▶ Exercise requirements
From the line that includes "For this evaluation, locate the building facade" to the last line of the records, inclusive, repeat each line exactly.

Start Records for processing

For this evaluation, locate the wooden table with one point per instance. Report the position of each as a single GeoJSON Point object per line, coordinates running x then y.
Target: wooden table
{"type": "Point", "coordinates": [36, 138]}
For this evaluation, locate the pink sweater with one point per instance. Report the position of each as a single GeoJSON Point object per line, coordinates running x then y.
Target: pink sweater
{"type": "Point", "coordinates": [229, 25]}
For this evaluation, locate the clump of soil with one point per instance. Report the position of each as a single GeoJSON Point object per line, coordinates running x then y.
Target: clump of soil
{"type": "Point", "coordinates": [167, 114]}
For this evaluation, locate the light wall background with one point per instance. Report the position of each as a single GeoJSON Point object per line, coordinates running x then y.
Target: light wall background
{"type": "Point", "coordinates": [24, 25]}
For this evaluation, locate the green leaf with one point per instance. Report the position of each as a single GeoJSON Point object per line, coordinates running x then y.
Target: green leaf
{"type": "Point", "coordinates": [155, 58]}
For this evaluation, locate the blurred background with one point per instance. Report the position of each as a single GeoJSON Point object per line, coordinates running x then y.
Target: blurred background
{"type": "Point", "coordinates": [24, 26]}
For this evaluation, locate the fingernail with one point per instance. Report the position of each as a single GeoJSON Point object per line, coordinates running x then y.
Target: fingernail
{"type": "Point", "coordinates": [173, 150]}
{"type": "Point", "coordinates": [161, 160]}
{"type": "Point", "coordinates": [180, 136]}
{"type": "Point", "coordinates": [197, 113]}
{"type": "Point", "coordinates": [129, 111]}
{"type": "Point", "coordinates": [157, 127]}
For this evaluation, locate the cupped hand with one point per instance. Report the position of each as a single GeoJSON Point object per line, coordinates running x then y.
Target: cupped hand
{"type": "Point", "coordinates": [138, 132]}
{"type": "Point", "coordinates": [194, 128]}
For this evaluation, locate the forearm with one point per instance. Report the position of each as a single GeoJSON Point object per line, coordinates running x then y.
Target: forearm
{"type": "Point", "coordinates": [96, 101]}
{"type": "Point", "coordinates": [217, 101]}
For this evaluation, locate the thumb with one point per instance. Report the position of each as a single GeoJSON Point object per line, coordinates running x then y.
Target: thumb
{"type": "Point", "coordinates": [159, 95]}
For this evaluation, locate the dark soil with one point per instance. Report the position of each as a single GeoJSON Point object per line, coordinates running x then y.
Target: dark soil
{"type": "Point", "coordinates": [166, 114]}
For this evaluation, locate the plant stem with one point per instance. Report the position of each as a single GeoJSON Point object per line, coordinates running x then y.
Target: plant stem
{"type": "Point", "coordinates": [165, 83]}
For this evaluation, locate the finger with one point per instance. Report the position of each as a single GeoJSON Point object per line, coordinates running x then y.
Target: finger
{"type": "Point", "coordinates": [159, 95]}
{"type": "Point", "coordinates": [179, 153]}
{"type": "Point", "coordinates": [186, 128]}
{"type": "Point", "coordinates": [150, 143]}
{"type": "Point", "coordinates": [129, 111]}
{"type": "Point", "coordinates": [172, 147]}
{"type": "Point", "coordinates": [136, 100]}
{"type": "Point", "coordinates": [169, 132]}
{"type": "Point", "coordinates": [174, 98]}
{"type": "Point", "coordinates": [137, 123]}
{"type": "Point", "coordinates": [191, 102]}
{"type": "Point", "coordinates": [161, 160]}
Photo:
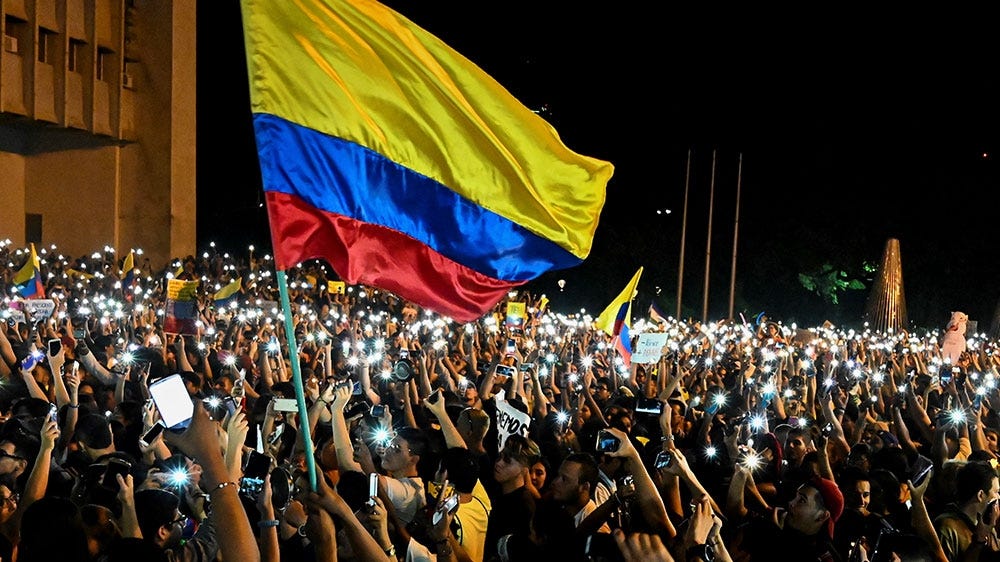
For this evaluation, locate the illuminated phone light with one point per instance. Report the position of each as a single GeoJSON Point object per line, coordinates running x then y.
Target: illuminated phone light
{"type": "Point", "coordinates": [956, 416]}
{"type": "Point", "coordinates": [752, 460]}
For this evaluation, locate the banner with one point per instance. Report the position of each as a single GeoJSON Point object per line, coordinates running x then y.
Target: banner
{"type": "Point", "coordinates": [515, 318]}
{"type": "Point", "coordinates": [181, 314]}
{"type": "Point", "coordinates": [39, 309]}
{"type": "Point", "coordinates": [649, 347]}
{"type": "Point", "coordinates": [509, 420]}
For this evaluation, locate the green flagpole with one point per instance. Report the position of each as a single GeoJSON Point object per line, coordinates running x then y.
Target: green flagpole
{"type": "Point", "coordinates": [300, 396]}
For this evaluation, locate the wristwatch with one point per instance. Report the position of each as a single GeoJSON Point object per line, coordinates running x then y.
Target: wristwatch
{"type": "Point", "coordinates": [705, 552]}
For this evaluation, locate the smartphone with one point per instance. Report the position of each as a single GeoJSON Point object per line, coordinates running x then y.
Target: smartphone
{"type": "Point", "coordinates": [607, 442]}
{"type": "Point", "coordinates": [372, 488]}
{"type": "Point", "coordinates": [172, 401]}
{"type": "Point", "coordinates": [258, 466]}
{"type": "Point", "coordinates": [921, 468]}
{"type": "Point", "coordinates": [448, 505]}
{"type": "Point", "coordinates": [152, 434]}
{"type": "Point", "coordinates": [286, 405]}
{"type": "Point", "coordinates": [115, 467]}
{"type": "Point", "coordinates": [827, 430]}
{"type": "Point", "coordinates": [276, 434]}
{"type": "Point", "coordinates": [230, 405]}
{"type": "Point", "coordinates": [648, 406]}
{"type": "Point", "coordinates": [663, 459]}
{"type": "Point", "coordinates": [29, 362]}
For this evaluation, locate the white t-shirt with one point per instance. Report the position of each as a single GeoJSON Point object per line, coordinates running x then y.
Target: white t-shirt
{"type": "Point", "coordinates": [406, 495]}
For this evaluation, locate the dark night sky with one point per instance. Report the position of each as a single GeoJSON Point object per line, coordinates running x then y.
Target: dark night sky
{"type": "Point", "coordinates": [850, 136]}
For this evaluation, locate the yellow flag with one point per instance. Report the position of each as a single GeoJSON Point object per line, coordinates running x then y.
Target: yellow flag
{"type": "Point", "coordinates": [620, 310]}
{"type": "Point", "coordinates": [28, 271]}
{"type": "Point", "coordinates": [128, 265]}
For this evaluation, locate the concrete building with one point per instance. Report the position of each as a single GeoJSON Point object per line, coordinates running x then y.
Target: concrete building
{"type": "Point", "coordinates": [97, 125]}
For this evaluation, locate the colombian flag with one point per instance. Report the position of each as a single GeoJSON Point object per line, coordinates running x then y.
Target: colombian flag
{"type": "Point", "coordinates": [623, 344]}
{"type": "Point", "coordinates": [619, 312]}
{"type": "Point", "coordinates": [228, 294]}
{"type": "Point", "coordinates": [128, 273]}
{"type": "Point", "coordinates": [29, 278]}
{"type": "Point", "coordinates": [404, 165]}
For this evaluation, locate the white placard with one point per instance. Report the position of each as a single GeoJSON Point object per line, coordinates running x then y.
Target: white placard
{"type": "Point", "coordinates": [40, 309]}
{"type": "Point", "coordinates": [649, 347]}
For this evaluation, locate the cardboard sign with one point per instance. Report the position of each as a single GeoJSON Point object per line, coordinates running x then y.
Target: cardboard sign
{"type": "Point", "coordinates": [509, 420]}
{"type": "Point", "coordinates": [515, 318]}
{"type": "Point", "coordinates": [181, 314]}
{"type": "Point", "coordinates": [649, 347]}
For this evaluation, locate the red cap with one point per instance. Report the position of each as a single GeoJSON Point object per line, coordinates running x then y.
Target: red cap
{"type": "Point", "coordinates": [833, 499]}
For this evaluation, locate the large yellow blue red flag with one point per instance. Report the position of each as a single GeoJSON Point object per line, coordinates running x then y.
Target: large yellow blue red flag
{"type": "Point", "coordinates": [29, 277]}
{"type": "Point", "coordinates": [619, 312]}
{"type": "Point", "coordinates": [403, 164]}
{"type": "Point", "coordinates": [229, 293]}
{"type": "Point", "coordinates": [128, 271]}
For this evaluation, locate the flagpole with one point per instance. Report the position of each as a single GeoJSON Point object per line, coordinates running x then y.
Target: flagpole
{"type": "Point", "coordinates": [708, 245]}
{"type": "Point", "coordinates": [300, 398]}
{"type": "Point", "coordinates": [736, 231]}
{"type": "Point", "coordinates": [680, 268]}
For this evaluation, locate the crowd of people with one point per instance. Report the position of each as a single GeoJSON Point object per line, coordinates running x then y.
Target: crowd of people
{"type": "Point", "coordinates": [497, 440]}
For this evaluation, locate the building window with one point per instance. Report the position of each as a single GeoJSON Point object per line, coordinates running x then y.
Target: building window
{"type": "Point", "coordinates": [75, 62]}
{"type": "Point", "coordinates": [33, 228]}
{"type": "Point", "coordinates": [104, 61]}
{"type": "Point", "coordinates": [47, 45]}
{"type": "Point", "coordinates": [13, 32]}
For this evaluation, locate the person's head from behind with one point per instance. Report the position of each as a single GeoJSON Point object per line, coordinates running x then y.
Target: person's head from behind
{"type": "Point", "coordinates": [857, 488]}
{"type": "Point", "coordinates": [101, 528]}
{"type": "Point", "coordinates": [460, 467]}
{"type": "Point", "coordinates": [576, 479]}
{"type": "Point", "coordinates": [517, 455]}
{"type": "Point", "coordinates": [472, 424]}
{"type": "Point", "coordinates": [539, 473]}
{"type": "Point", "coordinates": [976, 485]}
{"type": "Point", "coordinates": [160, 519]}
{"type": "Point", "coordinates": [52, 529]}
{"type": "Point", "coordinates": [816, 507]}
{"type": "Point", "coordinates": [18, 447]}
{"type": "Point", "coordinates": [93, 434]}
{"type": "Point", "coordinates": [797, 444]}
{"type": "Point", "coordinates": [404, 451]}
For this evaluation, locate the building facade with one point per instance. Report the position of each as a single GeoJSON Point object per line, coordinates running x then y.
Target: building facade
{"type": "Point", "coordinates": [97, 125]}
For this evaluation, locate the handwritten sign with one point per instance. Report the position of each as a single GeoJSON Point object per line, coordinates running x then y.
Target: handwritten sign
{"type": "Point", "coordinates": [649, 347]}
{"type": "Point", "coordinates": [509, 420]}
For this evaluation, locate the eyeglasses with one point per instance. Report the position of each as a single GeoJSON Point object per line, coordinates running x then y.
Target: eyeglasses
{"type": "Point", "coordinates": [5, 454]}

End Records for processing

▶ Exercise output
For this evaluation, locate the building facade with one point per instance. Report the position of each as a single GeoJSON Point object per line, coordinates running x then y.
Target: building facade
{"type": "Point", "coordinates": [97, 125]}
For this evaluation, locate the handwritten sign with one point per instance. Report the position of each as a single GeoJSON Point object per line, coordinates running x then y.
Target: handwritten sign
{"type": "Point", "coordinates": [649, 347]}
{"type": "Point", "coordinates": [509, 420]}
For this evaluation, locate the eyeglasses with one point per instance. Report the position of each as a single GeoJSON Point object per line, coordinates running x then y.
Target: eyeglasses
{"type": "Point", "coordinates": [5, 454]}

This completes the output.